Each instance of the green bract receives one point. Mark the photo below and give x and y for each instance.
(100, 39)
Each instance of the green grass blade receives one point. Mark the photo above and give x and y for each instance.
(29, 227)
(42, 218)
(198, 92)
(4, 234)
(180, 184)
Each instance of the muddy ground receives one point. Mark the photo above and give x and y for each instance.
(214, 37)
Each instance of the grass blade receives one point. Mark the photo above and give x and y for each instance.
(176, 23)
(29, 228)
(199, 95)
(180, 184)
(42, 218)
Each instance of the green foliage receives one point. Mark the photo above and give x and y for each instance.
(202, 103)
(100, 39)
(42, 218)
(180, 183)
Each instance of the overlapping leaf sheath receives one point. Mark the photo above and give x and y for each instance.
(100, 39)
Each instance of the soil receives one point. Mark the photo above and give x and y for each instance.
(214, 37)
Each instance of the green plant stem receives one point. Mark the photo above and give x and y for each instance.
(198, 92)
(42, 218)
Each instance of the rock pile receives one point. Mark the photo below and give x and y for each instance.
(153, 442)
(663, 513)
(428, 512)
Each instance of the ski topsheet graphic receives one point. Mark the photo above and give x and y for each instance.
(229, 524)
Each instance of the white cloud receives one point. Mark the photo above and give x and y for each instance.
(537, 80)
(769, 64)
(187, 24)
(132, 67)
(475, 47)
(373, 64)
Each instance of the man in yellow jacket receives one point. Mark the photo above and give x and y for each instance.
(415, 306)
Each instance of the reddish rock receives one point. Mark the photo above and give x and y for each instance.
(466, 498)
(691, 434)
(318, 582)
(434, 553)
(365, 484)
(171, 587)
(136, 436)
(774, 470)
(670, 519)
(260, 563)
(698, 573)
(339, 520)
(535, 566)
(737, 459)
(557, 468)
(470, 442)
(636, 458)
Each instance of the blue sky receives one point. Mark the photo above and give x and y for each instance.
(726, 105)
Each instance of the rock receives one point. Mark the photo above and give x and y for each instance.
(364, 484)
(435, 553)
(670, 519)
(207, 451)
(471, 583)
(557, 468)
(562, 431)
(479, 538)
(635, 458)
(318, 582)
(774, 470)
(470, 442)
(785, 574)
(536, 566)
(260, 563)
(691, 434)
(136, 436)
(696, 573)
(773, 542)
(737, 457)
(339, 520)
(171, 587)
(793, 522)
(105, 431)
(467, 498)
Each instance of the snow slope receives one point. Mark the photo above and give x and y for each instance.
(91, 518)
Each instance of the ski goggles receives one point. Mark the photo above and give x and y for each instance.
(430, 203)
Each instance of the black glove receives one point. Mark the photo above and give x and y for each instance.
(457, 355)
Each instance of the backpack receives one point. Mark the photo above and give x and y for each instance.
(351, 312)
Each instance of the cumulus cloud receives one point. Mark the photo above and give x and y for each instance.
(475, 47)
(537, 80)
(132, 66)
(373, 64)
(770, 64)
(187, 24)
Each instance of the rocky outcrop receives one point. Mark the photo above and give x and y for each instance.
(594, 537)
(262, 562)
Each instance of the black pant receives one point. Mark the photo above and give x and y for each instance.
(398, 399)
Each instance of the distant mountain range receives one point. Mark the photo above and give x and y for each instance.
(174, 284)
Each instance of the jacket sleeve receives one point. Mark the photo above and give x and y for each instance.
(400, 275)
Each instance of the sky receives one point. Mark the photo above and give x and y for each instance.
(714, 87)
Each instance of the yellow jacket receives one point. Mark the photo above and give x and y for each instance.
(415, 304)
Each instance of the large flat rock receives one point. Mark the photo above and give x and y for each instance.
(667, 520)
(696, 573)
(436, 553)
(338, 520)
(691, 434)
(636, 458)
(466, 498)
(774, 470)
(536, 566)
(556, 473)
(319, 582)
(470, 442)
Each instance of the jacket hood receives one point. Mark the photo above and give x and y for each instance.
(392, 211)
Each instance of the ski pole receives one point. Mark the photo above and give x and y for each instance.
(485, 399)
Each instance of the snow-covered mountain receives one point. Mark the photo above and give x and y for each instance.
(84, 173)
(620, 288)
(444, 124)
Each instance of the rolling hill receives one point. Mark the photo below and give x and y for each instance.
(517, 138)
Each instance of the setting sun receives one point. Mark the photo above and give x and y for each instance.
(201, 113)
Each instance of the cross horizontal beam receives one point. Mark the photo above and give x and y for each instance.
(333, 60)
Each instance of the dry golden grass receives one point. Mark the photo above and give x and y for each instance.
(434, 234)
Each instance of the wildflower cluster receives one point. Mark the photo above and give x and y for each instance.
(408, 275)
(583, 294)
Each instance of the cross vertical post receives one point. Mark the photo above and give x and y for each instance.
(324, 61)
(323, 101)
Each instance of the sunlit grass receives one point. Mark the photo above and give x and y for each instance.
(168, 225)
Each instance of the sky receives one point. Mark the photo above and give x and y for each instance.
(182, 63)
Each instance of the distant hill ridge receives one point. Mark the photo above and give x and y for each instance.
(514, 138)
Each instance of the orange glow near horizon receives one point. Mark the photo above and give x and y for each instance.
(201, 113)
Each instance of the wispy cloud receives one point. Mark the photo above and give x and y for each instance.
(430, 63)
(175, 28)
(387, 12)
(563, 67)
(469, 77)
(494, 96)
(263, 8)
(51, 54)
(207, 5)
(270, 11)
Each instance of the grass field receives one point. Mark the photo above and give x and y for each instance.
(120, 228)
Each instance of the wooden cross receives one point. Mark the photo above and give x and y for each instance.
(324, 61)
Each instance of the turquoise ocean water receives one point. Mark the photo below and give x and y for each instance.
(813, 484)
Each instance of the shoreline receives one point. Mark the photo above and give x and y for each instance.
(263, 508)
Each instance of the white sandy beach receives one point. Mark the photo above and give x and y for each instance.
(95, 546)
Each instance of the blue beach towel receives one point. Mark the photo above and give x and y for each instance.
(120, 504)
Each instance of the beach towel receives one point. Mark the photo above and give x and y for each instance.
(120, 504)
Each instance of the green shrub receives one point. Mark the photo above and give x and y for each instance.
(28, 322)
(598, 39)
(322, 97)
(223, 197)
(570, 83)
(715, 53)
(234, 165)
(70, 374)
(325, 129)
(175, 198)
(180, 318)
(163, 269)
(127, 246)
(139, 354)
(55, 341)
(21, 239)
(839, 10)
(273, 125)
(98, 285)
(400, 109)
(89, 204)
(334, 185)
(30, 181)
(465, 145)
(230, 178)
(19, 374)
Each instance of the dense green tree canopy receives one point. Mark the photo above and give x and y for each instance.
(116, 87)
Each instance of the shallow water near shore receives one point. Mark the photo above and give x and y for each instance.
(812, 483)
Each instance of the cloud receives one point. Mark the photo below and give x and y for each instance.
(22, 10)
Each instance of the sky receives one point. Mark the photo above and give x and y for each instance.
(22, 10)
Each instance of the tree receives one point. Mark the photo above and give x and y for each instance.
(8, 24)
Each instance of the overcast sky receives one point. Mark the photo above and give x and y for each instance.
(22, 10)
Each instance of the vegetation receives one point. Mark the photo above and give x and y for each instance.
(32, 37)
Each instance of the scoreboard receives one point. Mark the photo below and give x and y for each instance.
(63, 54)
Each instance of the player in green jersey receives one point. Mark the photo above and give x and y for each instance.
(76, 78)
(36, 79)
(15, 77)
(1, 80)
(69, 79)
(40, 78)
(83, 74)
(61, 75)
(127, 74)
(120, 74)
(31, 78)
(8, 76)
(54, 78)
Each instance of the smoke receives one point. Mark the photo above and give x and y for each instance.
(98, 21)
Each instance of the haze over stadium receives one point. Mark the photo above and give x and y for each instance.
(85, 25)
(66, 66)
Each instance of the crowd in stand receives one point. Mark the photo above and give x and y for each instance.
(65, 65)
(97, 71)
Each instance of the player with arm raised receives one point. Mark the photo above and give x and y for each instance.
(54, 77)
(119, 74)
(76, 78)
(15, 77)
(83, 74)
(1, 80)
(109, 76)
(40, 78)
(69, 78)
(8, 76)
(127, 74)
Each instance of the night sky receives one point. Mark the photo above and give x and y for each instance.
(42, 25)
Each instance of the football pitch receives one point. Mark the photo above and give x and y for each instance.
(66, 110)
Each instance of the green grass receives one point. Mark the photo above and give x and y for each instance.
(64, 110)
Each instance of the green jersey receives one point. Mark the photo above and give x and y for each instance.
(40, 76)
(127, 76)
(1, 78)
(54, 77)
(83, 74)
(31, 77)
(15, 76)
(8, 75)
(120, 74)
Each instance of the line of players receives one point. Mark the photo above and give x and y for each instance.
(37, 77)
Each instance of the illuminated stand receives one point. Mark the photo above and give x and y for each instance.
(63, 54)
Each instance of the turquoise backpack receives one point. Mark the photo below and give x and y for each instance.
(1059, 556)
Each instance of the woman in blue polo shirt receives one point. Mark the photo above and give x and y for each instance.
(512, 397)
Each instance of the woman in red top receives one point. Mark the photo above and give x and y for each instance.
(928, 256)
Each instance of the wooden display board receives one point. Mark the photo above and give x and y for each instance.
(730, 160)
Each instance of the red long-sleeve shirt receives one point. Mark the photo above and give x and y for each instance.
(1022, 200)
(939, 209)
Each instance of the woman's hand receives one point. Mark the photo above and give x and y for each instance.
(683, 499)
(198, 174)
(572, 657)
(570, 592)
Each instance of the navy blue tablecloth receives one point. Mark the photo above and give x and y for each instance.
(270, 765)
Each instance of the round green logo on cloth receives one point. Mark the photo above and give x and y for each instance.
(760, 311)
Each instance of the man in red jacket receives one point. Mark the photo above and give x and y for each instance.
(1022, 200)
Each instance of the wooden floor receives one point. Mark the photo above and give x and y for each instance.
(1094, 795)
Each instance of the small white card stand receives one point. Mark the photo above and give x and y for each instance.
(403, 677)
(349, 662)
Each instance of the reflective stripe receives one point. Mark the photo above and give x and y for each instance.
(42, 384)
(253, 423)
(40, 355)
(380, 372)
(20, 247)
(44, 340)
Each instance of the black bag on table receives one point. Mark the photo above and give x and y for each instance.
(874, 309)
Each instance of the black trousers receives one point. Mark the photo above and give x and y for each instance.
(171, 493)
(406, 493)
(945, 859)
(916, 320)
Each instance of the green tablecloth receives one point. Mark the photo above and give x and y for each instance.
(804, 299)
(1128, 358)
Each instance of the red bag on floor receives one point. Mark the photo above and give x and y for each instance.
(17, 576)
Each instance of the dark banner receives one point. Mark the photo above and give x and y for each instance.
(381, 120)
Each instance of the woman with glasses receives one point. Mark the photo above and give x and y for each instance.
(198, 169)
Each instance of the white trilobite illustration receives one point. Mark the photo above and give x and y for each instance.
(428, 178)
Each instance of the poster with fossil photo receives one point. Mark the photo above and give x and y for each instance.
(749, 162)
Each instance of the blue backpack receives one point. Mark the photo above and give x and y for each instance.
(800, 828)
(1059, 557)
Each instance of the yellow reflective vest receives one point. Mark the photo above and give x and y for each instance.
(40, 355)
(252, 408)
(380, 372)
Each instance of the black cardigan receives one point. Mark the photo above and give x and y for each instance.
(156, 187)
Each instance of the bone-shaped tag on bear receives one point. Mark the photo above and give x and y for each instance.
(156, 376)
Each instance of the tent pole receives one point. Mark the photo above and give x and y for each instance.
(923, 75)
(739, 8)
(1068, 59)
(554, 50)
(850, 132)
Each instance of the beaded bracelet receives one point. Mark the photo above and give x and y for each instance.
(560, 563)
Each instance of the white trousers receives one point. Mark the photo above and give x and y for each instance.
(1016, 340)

○ ○ ○ ○

(INSTRUÇÕES)
Reproduza fielmente as linhas dos dados acima: comece na que contém "Each instance of the blue backpack" e siga até o fim dos dados, incluindo a primeira e a última.

(RESULTADO)
Each instance of the blue backpack receives one point. Mark the photo above and give x and y for each instance.
(800, 828)
(1059, 557)
Each instance of the yellow reflective vest receives one point. Mark the photo above and give x and y for each instance.
(40, 355)
(252, 408)
(380, 372)
Each instance of the black cardigan receives one point. Mark the photo above and give x and y for each instance.
(156, 187)
Each instance of the bone-shaped tag on bear receives one point. Mark the photo above and give x and y for each instance.
(156, 376)
Each instance of the tent pole receives one point. Mark the photo above and give x and y for each instance.
(923, 75)
(739, 8)
(1068, 59)
(554, 50)
(850, 132)
Each instance of the beaded bracelet receives one point. Mark the photo above and give x and y for each instance.
(560, 563)
Each instance of the white trousers receives one point. Mark the photo above and give x and y for each instance.
(1016, 340)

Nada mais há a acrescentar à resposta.